• Text excerpt:
>>

Sea-level rise will indirectly impact land-locked regions, as coastal populations move inland to seek drier ground, finds new AI study

Sea level rise could reshape the US and trigger mass migration

Image credit: Sergei Gussev/Flickr Commons

A study using machine learning has found that sea level rise will indirectly impact land-locked regions in the US, as coastal populations move inland to seek drier ground.

The study, conducted by researchers at the University of Southern California (USC), is the first to use machine learning models to project migration patterns resulting from sea level rise.

Using these models, the team found the impact of rising oceans will ripple across the country beyond coastal areas at risk of flooding, as affected people move inland.

When Hurricane Harvey gushed through the Texas coast back in 2017, displaced residents flocked inland in an attempt to rebuild their lives in the disaster’s aftermath. Within decades, the same thing could happen on a much larger scale due to climate-change-driven rising sea levels, said Professor Bistra Dilkina, an assistant professor of Computer Science at USC.

In the US alone, 13 million people could be forced to relocate due to rising sea levels by 2100. As a result, cities throughout the country will grapple with new populations. Effects could include more competition for jobs, increased housing prices, and more pressure on infrastructure networks.

“Sea level rise will affect every county in the US, including inland areas,” said Dilkina, the study’s corresponding author and associate director of USC’s Center for AI for Society. “We hope this research will empower urban planners and local decision-makers to prepare to accept populations displaced by sea-level rise. Our findings indicate that everybody should care about sea-level rise, whether they live on the coast or not. This is a global impact issue.”

According to the research, most popular relocation choices will include land-locked cities such as Atlanta, Houston, Dallas, Denver and Las Vegas. The model also predicts suburban and rural areas in the Midwest will experience a disproportionately large influx of people relative to their smaller local populations.

<<

• Tasks:
1: According to the sea-level rise article, how many people in the US could be forced to relocate because of rising sea levels by 2100?
2: Summarize the sea-level rise article in two sentences.
3: Pick up the sea-level rise article where it stops, continuing in the same formal journalistic voice.

• Dataset excerpts:
>>

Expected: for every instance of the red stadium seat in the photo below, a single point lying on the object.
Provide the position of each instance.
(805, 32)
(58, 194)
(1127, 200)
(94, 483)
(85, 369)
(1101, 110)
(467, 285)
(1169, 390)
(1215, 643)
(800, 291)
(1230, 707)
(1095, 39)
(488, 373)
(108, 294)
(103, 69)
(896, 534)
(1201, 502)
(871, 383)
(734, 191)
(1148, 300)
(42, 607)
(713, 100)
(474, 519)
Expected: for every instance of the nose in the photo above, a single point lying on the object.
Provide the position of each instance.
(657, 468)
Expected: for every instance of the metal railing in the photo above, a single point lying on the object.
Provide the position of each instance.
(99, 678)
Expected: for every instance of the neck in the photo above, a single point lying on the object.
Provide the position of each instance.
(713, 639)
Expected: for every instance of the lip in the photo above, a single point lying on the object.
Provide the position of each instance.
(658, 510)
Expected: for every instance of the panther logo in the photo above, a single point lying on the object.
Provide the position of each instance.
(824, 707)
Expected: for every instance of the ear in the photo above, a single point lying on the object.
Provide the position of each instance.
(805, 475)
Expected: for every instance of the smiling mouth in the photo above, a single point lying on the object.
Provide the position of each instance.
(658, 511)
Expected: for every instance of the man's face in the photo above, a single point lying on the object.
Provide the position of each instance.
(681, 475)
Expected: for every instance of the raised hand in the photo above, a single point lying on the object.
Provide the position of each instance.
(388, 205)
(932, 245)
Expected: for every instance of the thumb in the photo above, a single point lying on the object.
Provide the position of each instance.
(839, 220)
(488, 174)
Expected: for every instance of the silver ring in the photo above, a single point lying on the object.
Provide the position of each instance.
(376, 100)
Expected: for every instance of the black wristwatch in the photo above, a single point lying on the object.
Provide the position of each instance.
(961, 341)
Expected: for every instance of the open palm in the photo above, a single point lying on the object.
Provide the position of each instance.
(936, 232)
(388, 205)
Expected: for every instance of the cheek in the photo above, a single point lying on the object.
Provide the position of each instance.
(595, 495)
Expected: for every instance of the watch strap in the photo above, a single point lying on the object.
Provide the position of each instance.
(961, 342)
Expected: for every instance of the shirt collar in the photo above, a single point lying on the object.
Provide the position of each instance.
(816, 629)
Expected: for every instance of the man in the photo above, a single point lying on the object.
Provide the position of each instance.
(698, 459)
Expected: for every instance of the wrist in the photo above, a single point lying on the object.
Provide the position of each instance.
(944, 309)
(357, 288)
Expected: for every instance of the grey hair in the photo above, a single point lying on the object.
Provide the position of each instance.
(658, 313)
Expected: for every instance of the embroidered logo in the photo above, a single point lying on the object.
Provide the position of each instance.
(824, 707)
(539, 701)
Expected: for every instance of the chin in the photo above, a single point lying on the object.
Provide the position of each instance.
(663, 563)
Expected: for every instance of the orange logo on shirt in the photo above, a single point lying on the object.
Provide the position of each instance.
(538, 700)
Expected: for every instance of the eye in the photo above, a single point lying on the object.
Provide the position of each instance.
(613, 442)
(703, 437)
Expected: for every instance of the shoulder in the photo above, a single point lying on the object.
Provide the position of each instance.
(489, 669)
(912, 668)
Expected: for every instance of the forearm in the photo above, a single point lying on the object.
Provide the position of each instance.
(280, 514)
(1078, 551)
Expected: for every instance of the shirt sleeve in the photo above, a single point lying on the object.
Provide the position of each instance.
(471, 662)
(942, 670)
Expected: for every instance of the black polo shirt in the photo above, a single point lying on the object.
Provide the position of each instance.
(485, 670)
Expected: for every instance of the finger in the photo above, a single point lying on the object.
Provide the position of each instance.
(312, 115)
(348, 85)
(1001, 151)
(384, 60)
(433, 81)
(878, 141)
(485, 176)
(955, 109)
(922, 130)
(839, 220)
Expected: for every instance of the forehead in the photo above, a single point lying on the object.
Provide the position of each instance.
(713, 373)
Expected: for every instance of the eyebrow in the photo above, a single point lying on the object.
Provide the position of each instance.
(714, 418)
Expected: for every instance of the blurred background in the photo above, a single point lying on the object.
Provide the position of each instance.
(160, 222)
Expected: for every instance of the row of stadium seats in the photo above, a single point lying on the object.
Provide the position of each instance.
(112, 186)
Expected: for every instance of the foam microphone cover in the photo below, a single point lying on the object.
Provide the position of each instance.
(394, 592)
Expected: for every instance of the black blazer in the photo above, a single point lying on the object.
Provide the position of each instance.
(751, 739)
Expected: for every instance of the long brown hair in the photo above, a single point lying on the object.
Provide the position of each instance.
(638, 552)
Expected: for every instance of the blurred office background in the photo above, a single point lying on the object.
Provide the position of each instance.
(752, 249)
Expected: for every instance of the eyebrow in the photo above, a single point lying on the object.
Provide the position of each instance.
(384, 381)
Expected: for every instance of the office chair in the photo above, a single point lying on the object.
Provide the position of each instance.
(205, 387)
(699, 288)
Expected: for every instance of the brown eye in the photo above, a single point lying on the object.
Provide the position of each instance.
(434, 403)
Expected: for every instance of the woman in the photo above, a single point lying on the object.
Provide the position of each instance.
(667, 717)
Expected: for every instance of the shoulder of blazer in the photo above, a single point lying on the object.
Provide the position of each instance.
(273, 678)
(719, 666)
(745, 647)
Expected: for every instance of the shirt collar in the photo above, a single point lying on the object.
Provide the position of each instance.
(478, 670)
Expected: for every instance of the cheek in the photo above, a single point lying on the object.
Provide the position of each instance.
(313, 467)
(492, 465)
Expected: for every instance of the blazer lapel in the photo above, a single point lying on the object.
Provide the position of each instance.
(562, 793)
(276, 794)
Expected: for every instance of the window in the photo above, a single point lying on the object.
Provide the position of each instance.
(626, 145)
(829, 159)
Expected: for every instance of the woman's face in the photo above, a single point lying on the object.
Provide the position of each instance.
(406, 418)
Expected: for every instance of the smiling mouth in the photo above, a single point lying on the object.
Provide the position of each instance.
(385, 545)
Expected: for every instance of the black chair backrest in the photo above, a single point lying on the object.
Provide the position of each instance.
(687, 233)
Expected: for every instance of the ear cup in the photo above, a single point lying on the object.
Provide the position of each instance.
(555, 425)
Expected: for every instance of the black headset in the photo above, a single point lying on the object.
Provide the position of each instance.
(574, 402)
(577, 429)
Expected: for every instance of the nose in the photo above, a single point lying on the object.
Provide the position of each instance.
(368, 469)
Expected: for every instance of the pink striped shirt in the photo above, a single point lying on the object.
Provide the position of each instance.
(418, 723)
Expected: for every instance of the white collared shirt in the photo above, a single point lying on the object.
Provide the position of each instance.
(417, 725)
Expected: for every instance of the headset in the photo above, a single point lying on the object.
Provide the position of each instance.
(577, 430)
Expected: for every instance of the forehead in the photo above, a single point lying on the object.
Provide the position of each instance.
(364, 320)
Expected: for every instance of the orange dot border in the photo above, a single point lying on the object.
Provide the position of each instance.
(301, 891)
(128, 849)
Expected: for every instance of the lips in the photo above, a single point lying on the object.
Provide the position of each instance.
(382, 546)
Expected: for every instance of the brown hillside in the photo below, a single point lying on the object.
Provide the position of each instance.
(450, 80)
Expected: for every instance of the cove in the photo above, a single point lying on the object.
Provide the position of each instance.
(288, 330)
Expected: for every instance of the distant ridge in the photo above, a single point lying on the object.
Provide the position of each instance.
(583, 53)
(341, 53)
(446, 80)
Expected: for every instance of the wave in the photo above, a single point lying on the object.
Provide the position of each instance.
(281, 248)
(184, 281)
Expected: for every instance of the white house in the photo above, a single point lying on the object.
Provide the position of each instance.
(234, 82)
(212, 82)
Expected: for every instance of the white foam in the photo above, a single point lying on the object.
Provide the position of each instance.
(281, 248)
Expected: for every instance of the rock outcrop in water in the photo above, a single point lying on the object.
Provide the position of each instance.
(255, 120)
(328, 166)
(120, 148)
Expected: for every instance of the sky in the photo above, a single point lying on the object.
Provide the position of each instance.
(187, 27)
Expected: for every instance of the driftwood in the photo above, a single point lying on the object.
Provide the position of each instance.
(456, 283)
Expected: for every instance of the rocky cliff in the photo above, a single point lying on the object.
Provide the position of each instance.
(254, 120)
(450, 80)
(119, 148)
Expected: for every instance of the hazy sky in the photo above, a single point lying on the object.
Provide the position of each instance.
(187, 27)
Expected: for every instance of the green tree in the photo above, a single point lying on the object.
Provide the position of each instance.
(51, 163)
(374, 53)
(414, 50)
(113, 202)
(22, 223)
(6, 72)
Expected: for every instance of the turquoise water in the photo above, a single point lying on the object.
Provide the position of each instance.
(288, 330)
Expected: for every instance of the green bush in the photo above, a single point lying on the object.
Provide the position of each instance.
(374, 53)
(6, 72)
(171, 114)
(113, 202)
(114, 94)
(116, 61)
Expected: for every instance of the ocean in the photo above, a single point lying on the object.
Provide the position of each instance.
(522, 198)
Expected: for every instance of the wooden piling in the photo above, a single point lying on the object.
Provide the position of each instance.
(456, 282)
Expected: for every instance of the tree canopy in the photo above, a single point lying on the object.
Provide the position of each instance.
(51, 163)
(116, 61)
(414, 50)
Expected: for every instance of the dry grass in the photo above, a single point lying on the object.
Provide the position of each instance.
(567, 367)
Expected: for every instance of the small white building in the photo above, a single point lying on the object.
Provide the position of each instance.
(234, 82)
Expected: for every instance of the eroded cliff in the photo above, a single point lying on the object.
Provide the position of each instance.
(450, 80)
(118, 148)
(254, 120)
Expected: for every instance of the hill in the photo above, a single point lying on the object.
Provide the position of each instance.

<<

• Answers to the exercise:
1: 13 million people.

2: A University of Southern California study, the first to use machine learning to project migration driven by sea level rise, found that rising oceans will affect land-locked regions of the US as coastal populations move inland. Up to 13 million Americans could be displaced by 2100, with cities such as Atlanta, Houston, Dallas, Denver and Las Vegas among the most popular destinations, which could increase competition for jobs, raise housing prices and add pressure on infrastructure.

3:
Sea level rise is caused primarily by two factors related to global warming: the added water from melting ice sheets and glaciers and the expansion of seawater as it warms.

According to experts, within just a few decades, hundreds of thousands of homes on the US coast will be flooded if this phenomenon continues. By the end of the century, 1.83m (6ft) of ocean level rise would redraw the coastline of southern Florida, parts of North Carolina and Virginia and most of Boston and New Orleans.

To predict the trajectory of sea level rise migration, the USC team took existing projections of rising sea levels and combined this with population projections. Based on migration patterns after Hurricane Katrina and Hurricane Rita, the team trained machine learning models – a subset of artificial intelligence – to predict where people would relocate.

Number of additional incoming migrants in the 1.8m sea-level rise scenario (versus a business-as-usual scenario) per county as a percentage of that county's population.

Number of additional incoming migrants in the 1.8m sea-level rise scenario (versus a business-as-usual scenario) per county as a percentage of that county’s population

Image credit: Dilkina and Robinson

“We talk about rising sea levels, but the effects go much further than those directly affected on the coasts,” said Caleb Robinson, a visiting doctoral researcher from Georgia Tech advised by Dilkina and the study’s first author. “We wanted to look not only at who would be displaced but also where they would go.”

The researchers found the greatest effects of sea-level rise migration will be felt by inland areas immediately adjacent to the coast, as well as urban areas in the south-east US. The model also showed more incoming migrants to Houston and Dallas than previous studies, which flagged Austin as the top destination for climate migrants from the south-eastern coast.

Researchers noted that this result shows that population movement under climate change will not necessarily follow previously established patterns.

Sea level rise could also re-route people relocating from unaffected areas, the researcher added. Counties surrounding Los Angeles, in particular, could see tens of thousands of migrants whose preferred coastal destinations are now flooded choosing alternative destinations.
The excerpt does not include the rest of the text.